Consigne écrite 1: Reproduisez fidèlement le passage du texte sur l'obligation de dépôt au Trésor qui commence par les mots contenant « I. LE CADRE » et s'achève sur « de dépôt ancienne... ».
Consigne écrite 2: D'après le texte sur l'obligation de dépôt au Trésor, pourquoi le rapporteur spécial ne souhaite-t-il pas entrer dans le détail de l'obligation des dépôts ? Répondez en une à trois phrases.
Consigne écrite 3: Relevez toutes les dates et années mentionnées dans le texte sur l'obligation de dépôt au Trésor.

CHAPITRE II :

L'OBLIGATION DE DÉPÔT AU TRÉSOR : L'ETAT CAISSIER DES COLLECTIVITÉS LOCALES

Votre rapporteur spécial, à l'opposé de ce qu'il avait fait dans son rapport d'information de 1989 où il avait davantage mis l'accent sur la gestion de trésorerie des collectivités locales que sur le compte d'avances 903-54, ne souhaite pas trop entrer dans le détail de l'obligation des dépôts, puisque cette question n'est pas de sa compétence, mais davantage du rapporteur spécial des charges communes, et parce qu'un rapport récent de votre commission 11 ( * ) relatif aux perspectives d'évolution de la fiscalité locale a d'ores et déjà fourni les principaux éléments du débat.

I. LE CADRE DE L'OBLIGATION DE DÉPÔTS AU TRÉSOR DES FONDS DISPONIBLES DES COLLECTIVITÉS LOCALES

A. UNE OBLIGATION ANCIENNE QUI N'A PAS ÉTÉ REMISE EN CAUSE PAR LA LOI ORGANIQUE DU 1er AOÛT 2001 RELATIVE AUX LOIS DE FINANCES

1. Une obligation de dépôt ancienne...

La règle d'obligation de dépôt au Trésor des « fonds libres » des collectivités locales a pour la première fois été posée par un décret impérial en date du 27 février 1811. Ce décret disposait en son article 4 : « il (le ministre du Trésor) fera verser pour le compte de la caisse de service, chez les receveurs généraux et particuliers, les sommes qu'il jugera excéder les besoins du service, et les fera rétablir successivement aux époques où les besoins du service l'exigeront ». De cette obligation ne résultait pas le principe de non-rémunération des dépôts : « la caisse de service tiendra compte à chaque commune de l'intérêt des fonds qui lui seront versés, de la même manière qu'elle en tient compte aux particuliers ».

Entrées d'identification de lieux:

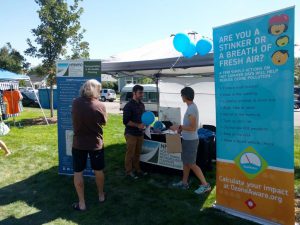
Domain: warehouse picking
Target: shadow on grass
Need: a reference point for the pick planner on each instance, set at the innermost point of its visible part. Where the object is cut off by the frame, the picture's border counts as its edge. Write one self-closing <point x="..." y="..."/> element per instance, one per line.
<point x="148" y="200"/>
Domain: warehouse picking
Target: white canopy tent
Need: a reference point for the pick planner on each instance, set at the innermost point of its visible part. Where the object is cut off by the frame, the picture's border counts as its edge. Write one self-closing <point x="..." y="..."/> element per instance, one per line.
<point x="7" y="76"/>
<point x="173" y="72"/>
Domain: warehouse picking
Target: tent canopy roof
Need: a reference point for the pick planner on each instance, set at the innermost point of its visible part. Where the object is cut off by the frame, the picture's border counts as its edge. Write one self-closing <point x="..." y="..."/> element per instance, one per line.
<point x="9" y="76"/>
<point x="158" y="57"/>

* * *

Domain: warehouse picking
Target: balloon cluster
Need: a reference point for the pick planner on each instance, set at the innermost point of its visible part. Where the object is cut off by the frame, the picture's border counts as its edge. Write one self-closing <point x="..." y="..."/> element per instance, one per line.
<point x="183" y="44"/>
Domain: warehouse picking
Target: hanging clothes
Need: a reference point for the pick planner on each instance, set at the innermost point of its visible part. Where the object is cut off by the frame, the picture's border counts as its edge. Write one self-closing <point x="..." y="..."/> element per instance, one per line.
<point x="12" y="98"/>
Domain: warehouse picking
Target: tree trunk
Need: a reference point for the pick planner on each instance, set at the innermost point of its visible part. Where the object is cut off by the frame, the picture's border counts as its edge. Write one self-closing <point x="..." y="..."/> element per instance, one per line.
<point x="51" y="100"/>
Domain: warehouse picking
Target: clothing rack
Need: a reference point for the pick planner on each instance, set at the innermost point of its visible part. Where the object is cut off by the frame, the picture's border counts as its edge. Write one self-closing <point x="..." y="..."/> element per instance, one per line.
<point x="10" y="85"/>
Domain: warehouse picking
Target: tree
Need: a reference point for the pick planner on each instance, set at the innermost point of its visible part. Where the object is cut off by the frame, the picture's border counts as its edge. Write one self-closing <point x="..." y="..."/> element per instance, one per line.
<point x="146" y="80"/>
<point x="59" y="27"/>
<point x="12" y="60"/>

Réponse rédigée 1:
I. LE CADRE DE L'OBLIGATION DE DÉPÔTS AU TRÉSOR DES FONDS DISPONIBLES DES COLLECTIVITÉS LOCALES

A. UNE OBLIGATION ANCIENNE QUI N'A PAS ÉTÉ REMISE EN CAUSE PAR LA LOI ORGANIQUE DU 1er AOÛT 2001 RELATIVE AUX LOIS DE FINANCES

1. Une obligation de dépôt ancienne...

Réponse rédigée 2: Le rapporteur spécial estime que cette question ne relève pas de sa compétence, mais plutôt de celle du rapporteur spécial des charges communes. En outre, un rapport récent de la commission sur les perspectives d'évolution de la fiscalité locale a déjà fourni les principaux éléments du débat.

Réponse rédigée 3:
- 1989
- 1er août 2001
- 27 février 1811